▶ _GIVEN PROBLEM_
Could you format all of the rows below as a numbered list, one item per line and leaving out any blank lines?

▶ _DATASET_
[start]
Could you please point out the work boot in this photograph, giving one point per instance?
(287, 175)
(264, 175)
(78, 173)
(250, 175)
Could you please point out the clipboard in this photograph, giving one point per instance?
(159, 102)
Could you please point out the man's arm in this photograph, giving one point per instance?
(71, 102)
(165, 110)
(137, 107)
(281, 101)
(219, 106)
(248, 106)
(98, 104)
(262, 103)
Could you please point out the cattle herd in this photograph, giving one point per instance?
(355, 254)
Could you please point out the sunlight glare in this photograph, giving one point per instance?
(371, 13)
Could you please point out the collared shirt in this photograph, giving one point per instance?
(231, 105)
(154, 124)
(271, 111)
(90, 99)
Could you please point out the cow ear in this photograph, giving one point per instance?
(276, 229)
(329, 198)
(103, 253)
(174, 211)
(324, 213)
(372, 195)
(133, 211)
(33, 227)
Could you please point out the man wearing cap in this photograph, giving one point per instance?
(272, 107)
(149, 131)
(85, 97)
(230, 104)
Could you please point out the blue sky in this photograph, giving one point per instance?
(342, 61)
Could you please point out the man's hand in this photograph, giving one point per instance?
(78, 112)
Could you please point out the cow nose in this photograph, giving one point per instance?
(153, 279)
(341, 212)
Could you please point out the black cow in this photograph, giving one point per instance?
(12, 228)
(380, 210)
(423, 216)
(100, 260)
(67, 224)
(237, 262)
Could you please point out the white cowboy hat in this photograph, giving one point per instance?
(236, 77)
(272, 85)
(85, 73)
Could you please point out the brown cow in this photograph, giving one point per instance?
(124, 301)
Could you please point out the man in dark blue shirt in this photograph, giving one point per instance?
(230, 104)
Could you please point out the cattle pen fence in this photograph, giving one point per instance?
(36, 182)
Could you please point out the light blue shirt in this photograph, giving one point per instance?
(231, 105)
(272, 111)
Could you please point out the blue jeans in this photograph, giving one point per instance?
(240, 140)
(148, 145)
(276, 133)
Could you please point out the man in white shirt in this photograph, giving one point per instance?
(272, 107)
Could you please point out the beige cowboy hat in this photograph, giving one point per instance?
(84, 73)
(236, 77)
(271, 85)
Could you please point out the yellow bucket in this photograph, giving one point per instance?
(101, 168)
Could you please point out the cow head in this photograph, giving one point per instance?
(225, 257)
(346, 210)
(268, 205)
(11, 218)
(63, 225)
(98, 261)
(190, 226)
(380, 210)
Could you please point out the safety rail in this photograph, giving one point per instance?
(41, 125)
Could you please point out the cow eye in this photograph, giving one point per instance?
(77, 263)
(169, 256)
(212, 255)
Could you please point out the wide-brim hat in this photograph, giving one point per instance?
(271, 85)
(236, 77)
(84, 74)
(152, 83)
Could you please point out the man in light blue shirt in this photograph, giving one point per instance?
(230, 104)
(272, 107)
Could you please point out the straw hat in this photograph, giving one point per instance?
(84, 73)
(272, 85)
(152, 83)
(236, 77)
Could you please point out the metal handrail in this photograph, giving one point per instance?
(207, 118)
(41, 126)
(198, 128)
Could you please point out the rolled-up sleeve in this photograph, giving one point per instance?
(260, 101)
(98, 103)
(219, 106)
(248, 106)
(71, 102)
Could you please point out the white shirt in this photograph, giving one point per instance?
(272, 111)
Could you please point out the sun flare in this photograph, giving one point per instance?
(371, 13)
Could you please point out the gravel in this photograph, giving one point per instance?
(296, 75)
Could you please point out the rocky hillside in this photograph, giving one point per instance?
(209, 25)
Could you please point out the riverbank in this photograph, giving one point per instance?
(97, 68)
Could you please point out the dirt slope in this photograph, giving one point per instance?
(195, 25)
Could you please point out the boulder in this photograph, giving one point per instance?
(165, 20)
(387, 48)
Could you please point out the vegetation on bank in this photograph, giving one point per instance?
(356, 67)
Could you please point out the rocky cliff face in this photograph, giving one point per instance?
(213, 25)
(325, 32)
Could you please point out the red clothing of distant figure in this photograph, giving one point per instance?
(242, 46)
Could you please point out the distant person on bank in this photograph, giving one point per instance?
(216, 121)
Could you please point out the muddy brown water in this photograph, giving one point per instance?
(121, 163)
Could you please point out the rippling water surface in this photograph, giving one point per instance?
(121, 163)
[end]
▶ _EXERCISE RESULT_
1. Could you please point out the work boot in this photograph, giving one point per instance?
2. (287, 175)
3. (264, 175)
4. (78, 173)
5. (250, 175)
6. Could you please point out the clipboard in this photograph, giving one point per instance?
7. (159, 102)
8. Could you please point out the man's arm in this photograph, giving one point per instance?
9. (71, 102)
10. (165, 110)
11. (137, 107)
12. (281, 101)
13. (219, 106)
14. (248, 106)
15. (98, 104)
16. (262, 103)
17. Could you please point out the cattle herd in this photograph, giving one point per instance?
18. (355, 254)
19. Could you please point out the sunlight glare in this photograph, giving one point per instance?
20. (371, 13)
21. Could you please point out the collared shirt in this photograph, giving one point per instance?
22. (231, 105)
23. (154, 124)
24. (271, 111)
25. (90, 99)
26. Could you please point out the cow ear in this photograph, giving one point per instance?
27. (276, 229)
28. (329, 198)
29. (103, 253)
30. (174, 211)
31. (324, 213)
32. (372, 195)
33. (133, 211)
34. (33, 227)
35. Could you please point out the man wearing cap in this photograph, giving one point per instance?
36. (272, 107)
37. (149, 131)
38. (85, 97)
39. (230, 104)
40. Could you please point out the blue sky in this photograph, giving one point per instance?
41. (342, 61)
42. Could you please point out the man's hand in this photograph, giving one point per instance?
43. (78, 112)
44. Could you please point out the cow nose in this photograph, giving one point per instance?
45. (153, 279)
46. (341, 212)
47. Could you please point out the black cow in this photograph, giving one point per instance?
48. (12, 228)
49. (380, 210)
50. (423, 216)
51. (100, 260)
52. (67, 224)
53. (237, 262)
54. Could you please point out the white cowboy hat in this photograph, giving one point per instance?
55. (236, 77)
56. (272, 85)
57. (85, 73)
58. Could you please point out the brown cow in this photograph, giving one point per instance?
59. (124, 301)
60. Could you please point out the man in dark blue shirt in this photograph, giving one point per instance?
61. (230, 104)
62. Could you please point out the cattle pen fence in this photograph, giving one point per instance?
63. (36, 182)
64. Could you please point out the light blue shirt in this photograph, giving one point per instance?
65. (231, 105)
66. (272, 111)
67. Could you please point out the blue jeans in this photograph, giving one point per instance?
68. (240, 140)
69. (148, 145)
70. (276, 133)
71. Could you please point out the man in white shirt in this photograph, giving one point per instance?
72. (272, 107)
73. Could you please point out the beige cowboy hat in this photograph, giving one point per instance?
74. (84, 73)
75. (236, 77)
76. (271, 85)
77. Could you please point out the yellow bucket in this photograph, giving one point per instance?
78. (101, 168)
79. Could you please point out the cow head in this photograph, giving one point per instance?
80. (225, 257)
81. (346, 210)
82. (268, 205)
83. (11, 218)
84. (63, 225)
85. (98, 261)
86. (190, 226)
87. (380, 210)
88. Could you please point out the safety rail in this photograph, giving one point per instance?
89. (41, 125)
90. Could you please point out the cow eye in this photograph, giving one point per instance?
91. (77, 263)
92. (169, 256)
93. (212, 255)
94. Could you please point out the wide-brim hat in this photograph, giving one point per instance?
95. (271, 85)
96. (236, 77)
97. (84, 74)
98. (152, 83)
99. Could you please point out the man in light blue shirt in this photograph, giving one point per instance?
100. (230, 104)
101. (272, 107)
102. Could you please point out the straw hat in this photograph, giving one point per instance?
103. (84, 73)
104. (272, 85)
105. (152, 83)
106. (236, 77)
107. Could you please point out the metal handrail in this photograph, giving one point per instance?
108. (207, 118)
109. (41, 126)
110. (198, 128)
111. Could you please point out the rolled-up sleeve in this photograph, giving one point per instance?
112. (260, 101)
113. (98, 103)
114. (219, 106)
115. (248, 106)
116. (71, 102)
117. Could you please point out the white shirt in this photograph, giving one point per instance?
118. (272, 111)
119. Could you please point out the sun flare in this photograph, giving one point per instance?
120. (371, 13)
121. Could you please point out the gravel in this photograph, giving one point per instance?
122. (296, 75)
123. Could you please point out the rocky hillside in this photograph, giving one point per instance?
124. (209, 25)
125. Could you please point out the riverbank in this photograph, giving one point per instance?
126. (97, 68)
127. Could you please point out the dirt slope in this photograph, giving one point per instance?
128. (195, 25)
129. Could you please point out the boulder in this photograph, giving one point per instance?
130. (165, 20)
131. (387, 48)
132. Could you please point out the vegetation on bank in this photograph, giving one point per instance?
133. (356, 67)
134. Could you please point out the rocky cliff face in this photograph, giving one point per instance?
135. (213, 25)
136. (325, 32)
137. Could you please point out the red clothing of distant figure in this photograph, giving one point per instance?
138. (242, 46)
139. Could you please point out the distant person on bank in this photograph, giving one point per instance?
140. (216, 121)
141. Could you please point out the muddy brown water in this photograph, giving one point per instance?
142. (121, 163)
143. Could you please point out the rippling water surface in this photograph, giving one point per instance?
144. (121, 163)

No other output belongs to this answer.